Don't forget to sign up for the free White Coat Investor Real Estate Newsletter that will alert you to opportunities to invest in private real estate syndications and funds, including most of those that Dr. Jim Dahle invests in.
Do you agree with these points? What other ways do you think passive real estate investing is better than active real estate investing? Or do you think active real estate is the way to go? Comment below!
Great review!
I think important points to highlight are that even “passive” real estate investing is not 100% passive. There’s a lot of work that goes in on the front end. You are basically handing your money to someone else and trusting them with it. So make sure you do a lot of due diligence and educate yourself to understand good from bad deals.
Second, active REI is a lot more work than investing in syndications. But I find that it can be overstated sometimes. My wife and I went back and forth about our REI plan before ultimately deciding on active direct investment given its greater control and returns. We have built our portfolio to 4 going on 6 2-4 unit properties. We both currently work full time and have automated things so it is very hands off. With a good team, it becomes quite passive.
Either way can be very successful when you choose what is right for you!
With the passive syndications, once you have done your initial due diligence and invested, do you have to keep doing due diligence and micromanage the people managing the real estate? DO they typically continue to perform at a high level or do they sometimes start screwing things up?
Not sure you can do much about it anyway at that point, depending on the liquidity options. I watch them to see if I want to invest more with them, not to try to save this investment somehow.
I also do a hybrid approach at least for now. Totally agree with everything you said. I started with syndications and now do active. I’ve learned that I don’t like the lack of control in syndications so I will be moving away from that for now. Plus the big negative to me for syndications is the lack of long term wealth creation you get from active rei. I have no doubt that the professionals in syndications may do better in the short term on returns than I most likely will, but long term with increasing rents and property valuations no syndications can come close to to active since they have to sell the properties quicker than I do in active rei. You also don’t have to worry about you stealing or defrauding your own money in active rei.
I have no knowledge regarding REI yet, however, I’ve stumbled onto some instagram and videos on social media by real estate investors touting their success. How can I discern those who are telling the truth from the liars? Do you perhaps have a list of trusted people I should watch on YouTube and such? Thanks!

+++++

Task statement:
In the real estate discussion, which newsletter are readers reminded to sign up for? The data that follows is separate from the real estate discussion.

Provided material:
+++++

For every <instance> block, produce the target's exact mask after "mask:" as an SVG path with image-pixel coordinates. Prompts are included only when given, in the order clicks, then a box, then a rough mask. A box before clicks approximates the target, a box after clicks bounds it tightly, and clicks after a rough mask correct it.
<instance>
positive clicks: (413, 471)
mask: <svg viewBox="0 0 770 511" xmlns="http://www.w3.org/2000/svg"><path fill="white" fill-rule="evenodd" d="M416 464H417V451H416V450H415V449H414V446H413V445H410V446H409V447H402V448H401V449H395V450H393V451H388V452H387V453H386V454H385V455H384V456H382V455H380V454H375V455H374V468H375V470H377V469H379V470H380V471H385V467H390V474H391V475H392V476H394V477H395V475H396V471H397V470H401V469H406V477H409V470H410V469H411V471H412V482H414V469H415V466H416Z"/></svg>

+++++

Output for this task:
The free White Coat Investor Real Estate Newsletter.